The quarrel over surprise medical bills continues to escalate, and emergency room physicians are now suing the Obama administration in a bid to shift more of the blame to insurers.
The Affordable Care Act includes a provision intended to mitigate the negative impact on patients when they get emergency care from providers who aren't part of their health plan's network, and HHS' regulations on the provision lay out a framework for what those providers should get paid.
Providers are under intense pressure to avoid billing patients for the difference, or balance, between their charges and what insurers pay them for out-of-network services. That's true especially in cases where patients didn't realize an out-of-network clinician was involved in their treatment—or, as with emergency services, they had little or no choice about where they received care.
The American College of Emergency Physicians says its members have been cornered into choosing between balance billing and finding a new line of work. The organization argued in a lawsuit filed last week that HHS allows insurers to determine out-of-network rates based on their proprietary databases of historical charges.
For out-of-network emergency care, the law bars insurers from charging patients higher coinsurance and copayments. But it doesn't prohibit balance billing or require insurers to cover those bills.

Work to complete >>
#1 Repeat the passage of the surprise medical bills article between "The American College" and "of historical charges.", inclusive.
#2 Carry on the surprise medical bills article from the point where it stops.

Extracted information >>
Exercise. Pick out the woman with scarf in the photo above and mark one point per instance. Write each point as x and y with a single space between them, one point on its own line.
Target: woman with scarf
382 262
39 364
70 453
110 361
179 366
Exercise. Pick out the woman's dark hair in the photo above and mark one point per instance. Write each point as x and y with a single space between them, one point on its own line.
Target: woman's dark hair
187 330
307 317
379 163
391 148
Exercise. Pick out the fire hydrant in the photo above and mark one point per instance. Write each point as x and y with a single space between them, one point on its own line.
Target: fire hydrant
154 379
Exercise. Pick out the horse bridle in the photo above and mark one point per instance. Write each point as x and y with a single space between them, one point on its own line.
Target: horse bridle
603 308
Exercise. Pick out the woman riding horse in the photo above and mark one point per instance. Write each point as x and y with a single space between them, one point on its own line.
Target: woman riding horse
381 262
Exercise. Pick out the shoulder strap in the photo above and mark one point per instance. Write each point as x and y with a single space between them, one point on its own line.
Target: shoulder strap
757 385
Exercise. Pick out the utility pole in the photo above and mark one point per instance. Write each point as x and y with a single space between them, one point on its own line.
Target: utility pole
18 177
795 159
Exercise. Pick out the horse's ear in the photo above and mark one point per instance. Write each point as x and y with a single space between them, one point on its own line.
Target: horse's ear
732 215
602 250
...
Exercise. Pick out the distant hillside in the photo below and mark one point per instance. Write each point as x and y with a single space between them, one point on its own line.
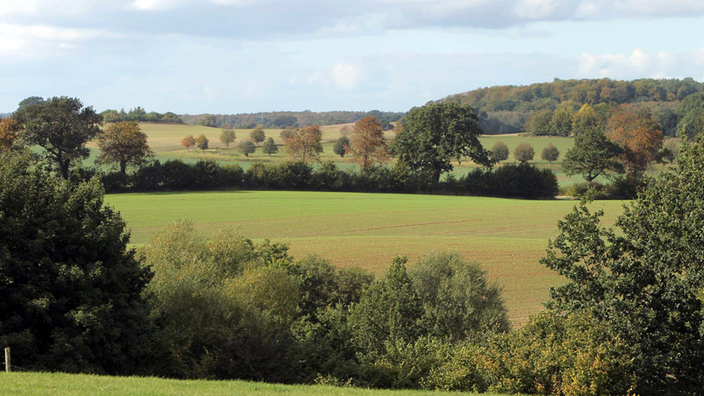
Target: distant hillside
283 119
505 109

Responses in order >>
#1
The American College of Emergency Physicians says its members have been cornered into choosing between balance billing and finding a new line of work. The organization argued in a lawsuit filed last week that HHS allows insurers to determine out-of-network rates based on their proprietary databases of historical charges.

#2
HHS has interpreted the law to mean that health plans must reimburse out-of-network providers for a “reasonable” amount of their usual charges before a patient is on the hook for the balance. The government has decided that means providers should be paid whatever amount is the greatest of three options: the Medicare rate; the median in-network rate; or the usual, customary and reasonable charge, or UCR.
The UCR is usually the highest rate and has been the subject of significant controversy. The ACEP complaint, filed in U.S. District Court for the District of Columbia, argued that HHS has dismissed repeated pleas for an objective standard for UCR charges. HHS also changed the word “charge” to “amount” in the final rule, which ACEP said in the lawsuit gives insurers more room to game the numbers.
Clare Krusing, spokeswoman for America's Health Insurance Plans, said the trade group couldn't comment on pending litigation. But she said UCRs are significantly higher than Medicare rates and “emergency room doctors cannot demand a blank check from patients at a time when everyone is focused on affordability.”